**Provided text**
━━━━━━

The latest collaboration between writer Jez Butterworth and director Sam Mendes is a strange and enthralling female-centred family saga set in Blackpool, in 1958, and in the swelteringly hot summer of 1976. It’s packed with warmth, hurt and rich texture, and also with a fascination for eras the two fifty-something men will have known slightly or not at all.
A rivetingly assertive central performance from Laura Donnelly sets the tone for a strong ensemble cast and the play more than earns its three-hour running time, at least until the garbled ending. Mendes told me last year Butterworth originally handed him “half a play”. It’s now nine-tenths of a superb one.
We open in the public parlour of the former Sea View guesthouse, a meticulous evocation by designer Rob Howell of 70s tiki bar kitsch with more stairs than Hogwarts. Upstairs matriarch Veronica is dying agonisingly of cancer, moaning “like a bayonetted German”.

━━━━━━

Data entries:
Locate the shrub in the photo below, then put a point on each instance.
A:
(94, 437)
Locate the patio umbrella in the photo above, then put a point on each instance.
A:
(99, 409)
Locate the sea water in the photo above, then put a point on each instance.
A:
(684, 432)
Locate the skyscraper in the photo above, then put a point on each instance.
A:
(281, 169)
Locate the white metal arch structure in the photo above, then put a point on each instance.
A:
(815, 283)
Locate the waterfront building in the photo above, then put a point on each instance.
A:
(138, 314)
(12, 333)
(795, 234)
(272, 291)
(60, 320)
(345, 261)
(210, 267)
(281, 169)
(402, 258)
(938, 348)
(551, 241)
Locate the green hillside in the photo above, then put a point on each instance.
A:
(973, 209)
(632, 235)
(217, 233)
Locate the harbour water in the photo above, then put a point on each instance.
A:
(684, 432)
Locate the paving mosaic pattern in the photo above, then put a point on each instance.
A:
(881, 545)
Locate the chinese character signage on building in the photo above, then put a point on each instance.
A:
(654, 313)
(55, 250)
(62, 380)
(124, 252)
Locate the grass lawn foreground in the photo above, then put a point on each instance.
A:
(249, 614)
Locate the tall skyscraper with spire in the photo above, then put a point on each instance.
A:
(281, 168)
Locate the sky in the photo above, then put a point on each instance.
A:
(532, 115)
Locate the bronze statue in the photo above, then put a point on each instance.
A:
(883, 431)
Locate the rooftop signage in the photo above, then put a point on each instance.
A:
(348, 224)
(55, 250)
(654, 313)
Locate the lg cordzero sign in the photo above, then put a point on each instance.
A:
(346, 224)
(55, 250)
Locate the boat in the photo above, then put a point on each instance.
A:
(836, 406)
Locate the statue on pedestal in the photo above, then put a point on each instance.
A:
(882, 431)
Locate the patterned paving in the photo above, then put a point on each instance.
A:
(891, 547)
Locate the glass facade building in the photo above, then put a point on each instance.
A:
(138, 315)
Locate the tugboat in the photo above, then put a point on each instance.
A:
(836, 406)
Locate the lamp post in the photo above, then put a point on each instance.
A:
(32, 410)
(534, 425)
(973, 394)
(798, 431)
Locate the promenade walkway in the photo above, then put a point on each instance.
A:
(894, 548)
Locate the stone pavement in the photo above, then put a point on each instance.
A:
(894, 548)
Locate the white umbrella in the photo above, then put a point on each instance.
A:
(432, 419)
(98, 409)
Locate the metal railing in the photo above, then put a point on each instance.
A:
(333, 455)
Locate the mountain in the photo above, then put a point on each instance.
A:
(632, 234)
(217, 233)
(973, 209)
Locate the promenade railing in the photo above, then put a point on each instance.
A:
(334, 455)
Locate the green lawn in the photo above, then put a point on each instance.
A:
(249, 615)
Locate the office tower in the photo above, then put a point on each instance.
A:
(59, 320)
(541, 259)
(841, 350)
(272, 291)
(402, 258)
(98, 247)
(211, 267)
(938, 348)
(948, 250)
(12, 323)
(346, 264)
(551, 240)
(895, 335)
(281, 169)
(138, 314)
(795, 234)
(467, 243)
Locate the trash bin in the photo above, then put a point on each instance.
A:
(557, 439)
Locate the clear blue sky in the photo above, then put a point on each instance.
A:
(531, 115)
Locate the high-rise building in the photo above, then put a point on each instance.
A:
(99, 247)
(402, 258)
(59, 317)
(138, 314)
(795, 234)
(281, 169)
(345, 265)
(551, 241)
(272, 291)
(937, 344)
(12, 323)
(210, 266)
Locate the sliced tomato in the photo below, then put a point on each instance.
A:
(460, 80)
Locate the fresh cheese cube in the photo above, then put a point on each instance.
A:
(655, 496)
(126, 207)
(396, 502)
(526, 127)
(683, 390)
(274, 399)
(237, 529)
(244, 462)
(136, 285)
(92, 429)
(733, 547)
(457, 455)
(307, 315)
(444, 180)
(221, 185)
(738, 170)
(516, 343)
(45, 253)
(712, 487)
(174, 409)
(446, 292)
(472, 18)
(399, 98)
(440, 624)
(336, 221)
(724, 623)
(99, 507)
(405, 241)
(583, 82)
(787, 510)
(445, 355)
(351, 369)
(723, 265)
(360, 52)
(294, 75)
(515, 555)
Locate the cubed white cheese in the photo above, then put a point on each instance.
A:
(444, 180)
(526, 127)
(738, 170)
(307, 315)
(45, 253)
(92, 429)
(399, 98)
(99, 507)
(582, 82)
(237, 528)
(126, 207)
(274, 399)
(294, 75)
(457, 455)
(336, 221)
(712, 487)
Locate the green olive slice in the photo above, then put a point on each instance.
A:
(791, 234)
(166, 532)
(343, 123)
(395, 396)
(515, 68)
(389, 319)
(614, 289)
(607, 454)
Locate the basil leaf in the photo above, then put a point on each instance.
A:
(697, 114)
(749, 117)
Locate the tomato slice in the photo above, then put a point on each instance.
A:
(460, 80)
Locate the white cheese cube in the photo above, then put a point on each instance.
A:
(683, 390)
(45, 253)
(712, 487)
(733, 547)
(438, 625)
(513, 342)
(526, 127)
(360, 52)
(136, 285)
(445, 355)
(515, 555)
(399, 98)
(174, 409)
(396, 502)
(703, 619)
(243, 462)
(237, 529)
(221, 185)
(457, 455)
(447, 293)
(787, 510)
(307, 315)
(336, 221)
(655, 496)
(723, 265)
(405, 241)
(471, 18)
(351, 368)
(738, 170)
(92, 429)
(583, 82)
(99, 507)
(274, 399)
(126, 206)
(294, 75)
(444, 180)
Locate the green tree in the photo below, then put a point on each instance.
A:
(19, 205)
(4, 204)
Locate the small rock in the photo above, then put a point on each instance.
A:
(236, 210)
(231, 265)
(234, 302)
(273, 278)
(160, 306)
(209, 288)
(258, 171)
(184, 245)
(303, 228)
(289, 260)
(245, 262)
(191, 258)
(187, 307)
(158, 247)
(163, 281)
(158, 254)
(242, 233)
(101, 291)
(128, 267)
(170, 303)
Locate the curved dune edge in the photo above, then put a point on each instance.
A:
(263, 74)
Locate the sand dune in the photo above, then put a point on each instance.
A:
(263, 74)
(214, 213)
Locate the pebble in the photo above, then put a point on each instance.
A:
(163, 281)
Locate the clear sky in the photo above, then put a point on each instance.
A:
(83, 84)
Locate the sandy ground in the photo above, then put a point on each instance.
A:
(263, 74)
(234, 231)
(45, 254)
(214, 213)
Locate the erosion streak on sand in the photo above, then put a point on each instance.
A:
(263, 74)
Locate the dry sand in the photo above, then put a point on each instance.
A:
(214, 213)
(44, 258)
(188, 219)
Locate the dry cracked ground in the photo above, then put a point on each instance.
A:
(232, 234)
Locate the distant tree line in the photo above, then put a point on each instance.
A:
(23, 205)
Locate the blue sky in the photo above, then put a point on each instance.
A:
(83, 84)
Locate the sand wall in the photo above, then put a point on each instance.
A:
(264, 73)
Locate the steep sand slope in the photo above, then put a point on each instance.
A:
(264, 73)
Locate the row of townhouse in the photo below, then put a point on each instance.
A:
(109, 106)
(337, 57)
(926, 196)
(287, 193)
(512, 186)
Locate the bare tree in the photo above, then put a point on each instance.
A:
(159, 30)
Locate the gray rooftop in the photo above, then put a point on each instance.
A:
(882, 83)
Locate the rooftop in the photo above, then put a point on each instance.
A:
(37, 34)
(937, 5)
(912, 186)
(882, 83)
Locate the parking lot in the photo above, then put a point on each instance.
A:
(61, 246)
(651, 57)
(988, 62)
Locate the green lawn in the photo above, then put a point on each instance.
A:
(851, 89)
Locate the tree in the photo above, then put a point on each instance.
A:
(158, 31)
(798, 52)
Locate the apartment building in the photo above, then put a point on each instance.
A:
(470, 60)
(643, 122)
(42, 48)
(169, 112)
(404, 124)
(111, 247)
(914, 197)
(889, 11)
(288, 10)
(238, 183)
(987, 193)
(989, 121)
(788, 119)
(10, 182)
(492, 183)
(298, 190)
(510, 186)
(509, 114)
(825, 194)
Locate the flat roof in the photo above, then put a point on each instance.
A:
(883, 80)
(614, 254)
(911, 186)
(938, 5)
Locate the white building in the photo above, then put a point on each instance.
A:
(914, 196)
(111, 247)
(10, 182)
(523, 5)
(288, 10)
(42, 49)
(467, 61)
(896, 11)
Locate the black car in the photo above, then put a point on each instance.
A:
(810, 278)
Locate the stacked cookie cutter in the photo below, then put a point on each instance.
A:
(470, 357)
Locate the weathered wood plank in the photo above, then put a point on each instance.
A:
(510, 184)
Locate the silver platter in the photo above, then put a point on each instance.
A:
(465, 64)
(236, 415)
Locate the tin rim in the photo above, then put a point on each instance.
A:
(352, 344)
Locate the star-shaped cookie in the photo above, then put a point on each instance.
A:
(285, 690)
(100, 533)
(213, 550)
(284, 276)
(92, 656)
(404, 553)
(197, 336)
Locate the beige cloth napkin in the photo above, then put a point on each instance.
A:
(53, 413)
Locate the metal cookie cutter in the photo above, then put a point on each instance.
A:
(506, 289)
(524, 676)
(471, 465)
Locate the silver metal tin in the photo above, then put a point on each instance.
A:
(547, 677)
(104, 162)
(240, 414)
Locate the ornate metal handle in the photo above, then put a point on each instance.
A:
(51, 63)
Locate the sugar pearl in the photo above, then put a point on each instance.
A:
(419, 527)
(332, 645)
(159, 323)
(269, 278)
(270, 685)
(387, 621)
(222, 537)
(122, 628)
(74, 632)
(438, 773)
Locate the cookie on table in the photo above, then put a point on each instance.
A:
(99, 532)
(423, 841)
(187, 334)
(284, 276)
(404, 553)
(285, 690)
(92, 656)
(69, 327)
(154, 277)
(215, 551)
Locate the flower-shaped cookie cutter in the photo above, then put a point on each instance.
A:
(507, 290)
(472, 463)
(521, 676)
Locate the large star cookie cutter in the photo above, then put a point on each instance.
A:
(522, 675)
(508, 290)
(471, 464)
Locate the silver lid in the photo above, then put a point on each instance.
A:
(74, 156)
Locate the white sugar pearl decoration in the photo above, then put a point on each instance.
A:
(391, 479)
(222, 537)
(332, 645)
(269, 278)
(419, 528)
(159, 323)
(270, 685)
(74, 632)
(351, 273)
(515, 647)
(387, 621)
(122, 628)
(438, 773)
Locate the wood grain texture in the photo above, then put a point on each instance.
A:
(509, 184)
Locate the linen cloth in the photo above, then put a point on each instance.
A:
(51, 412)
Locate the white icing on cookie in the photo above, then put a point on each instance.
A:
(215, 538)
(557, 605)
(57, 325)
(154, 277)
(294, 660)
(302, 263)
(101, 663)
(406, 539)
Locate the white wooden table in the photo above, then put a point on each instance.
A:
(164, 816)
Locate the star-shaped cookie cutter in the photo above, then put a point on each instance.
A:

━━━━━━

**Assigned task 1**
Translate this sentence from the play review into French: "Upstairs matriarch Veronica is dying agonisingly of cancer, moaning “like a bayonetted German”."
**Assigned task 2**
Copy the play review word for word from "The latest collaboration" to "a superb one.".
**Assigned task 3**
According to the play review, which designer created the set for the parlour of the former Sea View guesthouse?

**Exercise output 1**
À l'étage, la matriarche Veronica se meurt d'un cancer dans d'atroces souffrances, gémissant « comme un Allemand transpercé d'une baïonnette ».

**Exercise output 2**
The latest collaboration between writer Jez Butterworth and director Sam Mendes is a strange and enthralling female-centred family saga set in Blackpool, in 1958, and in the swelteringly hot summer of 1976. It’s packed with warmth, hurt and rich texture, and also with a fascination for eras the two fifty-something men will have known slightly or not at all.
A rivetingly assertive central performance from Laura Donnelly sets the tone for a strong ensemble cast and the play more than earns its three-hour running time, at least until the garbled ending. Mendes told me last year Butterworth originally handed him “half a play”. It’s now nine-tenths of a superb one.

**Exercise output 3**
Rob Howell